* What the exercise asks:
Render the records below as a numbered list, leaving out any blank lines.

====================

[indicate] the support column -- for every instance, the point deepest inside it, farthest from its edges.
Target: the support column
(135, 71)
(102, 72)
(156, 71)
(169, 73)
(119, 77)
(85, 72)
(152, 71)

====================

* Solution to the exercise:
1. [indicate] the support column -- for every instance, the point deepest inside it, farthest from its edges.
2. Target: the support column
3. (135, 71)
4. (102, 72)
5. (156, 71)
6. (169, 73)
7. (119, 77)
8. (85, 72)
9. (152, 71)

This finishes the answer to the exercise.